- _WHAT THE TASK REQUIRES_: Quote these lines back word for word, with no changes.

(Lines listed in a dataset)
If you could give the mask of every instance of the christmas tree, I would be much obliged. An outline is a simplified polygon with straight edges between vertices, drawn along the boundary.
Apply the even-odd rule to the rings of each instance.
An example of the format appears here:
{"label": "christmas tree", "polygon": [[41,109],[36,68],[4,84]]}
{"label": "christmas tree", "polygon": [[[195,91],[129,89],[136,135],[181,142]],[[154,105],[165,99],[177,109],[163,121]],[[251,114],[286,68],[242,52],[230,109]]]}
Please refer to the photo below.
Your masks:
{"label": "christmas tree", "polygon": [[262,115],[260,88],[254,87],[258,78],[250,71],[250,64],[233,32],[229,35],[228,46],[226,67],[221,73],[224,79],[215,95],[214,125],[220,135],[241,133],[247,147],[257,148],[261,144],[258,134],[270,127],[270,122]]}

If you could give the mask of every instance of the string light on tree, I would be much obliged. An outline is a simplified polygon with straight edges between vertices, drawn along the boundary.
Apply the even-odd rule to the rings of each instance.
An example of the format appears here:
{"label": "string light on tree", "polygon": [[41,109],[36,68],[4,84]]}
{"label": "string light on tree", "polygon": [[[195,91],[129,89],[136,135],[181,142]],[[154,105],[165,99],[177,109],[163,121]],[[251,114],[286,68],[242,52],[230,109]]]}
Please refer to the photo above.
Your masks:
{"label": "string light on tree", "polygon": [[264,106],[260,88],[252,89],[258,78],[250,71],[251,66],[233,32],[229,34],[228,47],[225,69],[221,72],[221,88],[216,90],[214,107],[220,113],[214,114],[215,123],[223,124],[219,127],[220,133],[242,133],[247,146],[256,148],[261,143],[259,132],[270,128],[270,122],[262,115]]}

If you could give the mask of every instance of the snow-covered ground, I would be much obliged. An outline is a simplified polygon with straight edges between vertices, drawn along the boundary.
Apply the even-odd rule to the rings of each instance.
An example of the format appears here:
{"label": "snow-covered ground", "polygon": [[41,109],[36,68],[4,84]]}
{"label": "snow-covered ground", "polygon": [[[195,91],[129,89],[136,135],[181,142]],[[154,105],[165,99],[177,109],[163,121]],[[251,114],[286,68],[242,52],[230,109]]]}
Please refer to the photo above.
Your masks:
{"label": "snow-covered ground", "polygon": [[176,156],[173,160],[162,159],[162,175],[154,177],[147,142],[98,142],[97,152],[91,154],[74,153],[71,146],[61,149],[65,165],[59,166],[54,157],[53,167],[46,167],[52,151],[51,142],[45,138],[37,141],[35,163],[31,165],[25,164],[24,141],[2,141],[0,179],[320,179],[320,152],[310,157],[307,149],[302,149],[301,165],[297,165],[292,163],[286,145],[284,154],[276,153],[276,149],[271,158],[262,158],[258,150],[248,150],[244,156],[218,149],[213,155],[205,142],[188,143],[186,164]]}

- _SOLUTION TO THIS PROBLEM_:
If you could give the mask of every instance of the christmas tree, I would be much obliged. An outline is a simplified polygon with straight edges between vertices, drawn along the boundary.
Apply the even-odd rule to the rings of each instance.
An example of the format appears here:
{"label": "christmas tree", "polygon": [[41,109],[36,68],[4,84]]}
{"label": "christmas tree", "polygon": [[[195,91],[129,89],[136,135],[181,142]],[[154,105],[165,99],[177,109],[163,121]],[[251,114],[286,68],[242,52],[230,109]]]}
Please refer to the photo below.
Your masks:
{"label": "christmas tree", "polygon": [[262,115],[260,88],[254,87],[258,78],[250,71],[250,64],[233,32],[229,35],[228,46],[226,67],[221,73],[224,79],[215,95],[214,125],[220,135],[241,133],[247,147],[257,148],[261,144],[258,134],[270,127],[270,122]]}

If you could give the mask of every instance of the string light on tree, I would be much obliged. An outline is a simplified polygon with straight edges between vertices, drawn along the boundary.
Apply the even-odd rule to the rings of each instance.
An example of the format appears here:
{"label": "string light on tree", "polygon": [[41,109],[36,68],[4,84]]}
{"label": "string light on tree", "polygon": [[[195,91],[129,89],[136,135],[181,142]],[[154,105],[165,99],[177,109],[163,121]],[[251,114],[286,68],[242,52],[230,109]]]}
Please refer to the photo above.
Your masks:
{"label": "string light on tree", "polygon": [[264,106],[260,88],[252,89],[258,78],[250,71],[251,66],[233,32],[229,34],[228,47],[225,69],[221,72],[221,88],[216,90],[214,107],[220,113],[214,114],[215,123],[223,124],[219,127],[220,133],[242,133],[247,146],[256,148],[261,143],[259,132],[270,128],[270,122],[262,115]]}

If you could give the mask of every instance of the snow-covered ground, I would be much obliged. An outline is a simplified polygon with straight edges between vertices, drawn along the boundary.
Apply the even-odd rule to the rings of each instance.
An example of the format appears here:
{"label": "snow-covered ground", "polygon": [[41,109],[36,68],[4,84]]}
{"label": "snow-covered ground", "polygon": [[[195,91],[129,89],[136,135],[181,142]],[[154,105],[165,99],[177,109],[163,121]],[[251,114],[286,68],[242,52],[230,109]]]}
Please refer to the photo above.
Your masks:
{"label": "snow-covered ground", "polygon": [[176,156],[173,160],[162,159],[162,175],[154,177],[147,142],[98,142],[97,152],[91,154],[74,153],[71,146],[61,149],[65,165],[59,166],[54,157],[53,167],[46,167],[52,151],[51,142],[45,138],[37,141],[35,163],[31,165],[25,164],[24,141],[2,141],[0,179],[320,179],[320,152],[310,157],[307,149],[302,149],[301,165],[297,165],[292,163],[286,145],[284,154],[276,153],[276,149],[271,158],[262,158],[258,150],[248,150],[244,156],[218,149],[213,155],[205,142],[188,143],[186,164]]}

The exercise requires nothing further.